§ **TASK**: Go through the entries below and collect each line with the string "sneaker" in it.

§ **RECORDS**:

★ ★ ★

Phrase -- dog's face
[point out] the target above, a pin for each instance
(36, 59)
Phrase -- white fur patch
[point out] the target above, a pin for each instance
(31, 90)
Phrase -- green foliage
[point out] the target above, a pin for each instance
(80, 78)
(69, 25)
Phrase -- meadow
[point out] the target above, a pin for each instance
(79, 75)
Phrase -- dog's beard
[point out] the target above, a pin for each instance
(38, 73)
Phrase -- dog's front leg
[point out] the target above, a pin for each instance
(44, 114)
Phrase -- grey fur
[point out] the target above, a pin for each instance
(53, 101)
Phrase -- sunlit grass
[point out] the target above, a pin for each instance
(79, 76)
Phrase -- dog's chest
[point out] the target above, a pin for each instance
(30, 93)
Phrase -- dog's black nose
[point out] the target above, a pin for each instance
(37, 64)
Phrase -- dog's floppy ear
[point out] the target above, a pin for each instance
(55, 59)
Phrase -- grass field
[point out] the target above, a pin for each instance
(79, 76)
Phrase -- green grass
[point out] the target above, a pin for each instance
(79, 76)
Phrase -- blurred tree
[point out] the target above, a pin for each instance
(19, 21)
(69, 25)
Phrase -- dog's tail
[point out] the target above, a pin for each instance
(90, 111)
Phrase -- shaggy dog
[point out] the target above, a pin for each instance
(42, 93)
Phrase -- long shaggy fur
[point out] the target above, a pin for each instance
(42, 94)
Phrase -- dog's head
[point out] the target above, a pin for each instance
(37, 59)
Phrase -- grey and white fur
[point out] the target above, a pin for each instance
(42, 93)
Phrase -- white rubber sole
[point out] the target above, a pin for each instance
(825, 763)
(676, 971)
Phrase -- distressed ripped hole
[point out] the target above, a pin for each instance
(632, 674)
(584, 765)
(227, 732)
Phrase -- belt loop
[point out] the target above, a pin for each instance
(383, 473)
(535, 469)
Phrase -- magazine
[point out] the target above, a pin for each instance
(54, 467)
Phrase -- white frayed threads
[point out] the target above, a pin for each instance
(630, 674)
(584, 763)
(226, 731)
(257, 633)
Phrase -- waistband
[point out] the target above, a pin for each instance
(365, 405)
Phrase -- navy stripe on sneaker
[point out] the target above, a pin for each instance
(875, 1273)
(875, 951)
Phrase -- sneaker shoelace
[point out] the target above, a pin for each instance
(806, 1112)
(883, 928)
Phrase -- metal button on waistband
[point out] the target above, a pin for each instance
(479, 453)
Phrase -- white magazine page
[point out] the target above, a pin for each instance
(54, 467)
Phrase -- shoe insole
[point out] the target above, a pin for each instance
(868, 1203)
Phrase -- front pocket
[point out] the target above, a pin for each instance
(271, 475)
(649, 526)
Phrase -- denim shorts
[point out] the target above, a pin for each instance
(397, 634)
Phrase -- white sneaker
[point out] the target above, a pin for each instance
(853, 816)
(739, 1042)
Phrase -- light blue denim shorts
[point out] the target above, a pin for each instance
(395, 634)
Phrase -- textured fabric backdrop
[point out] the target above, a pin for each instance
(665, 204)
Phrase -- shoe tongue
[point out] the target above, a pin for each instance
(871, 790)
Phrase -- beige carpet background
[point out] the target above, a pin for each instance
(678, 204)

★ ★ ★

§ **RESPONSE FOR THIS EXERCISE**:
Phrase -- navy stripe on sneaker
Phrase -- sneaker shoelace
Phrase -- white sneaker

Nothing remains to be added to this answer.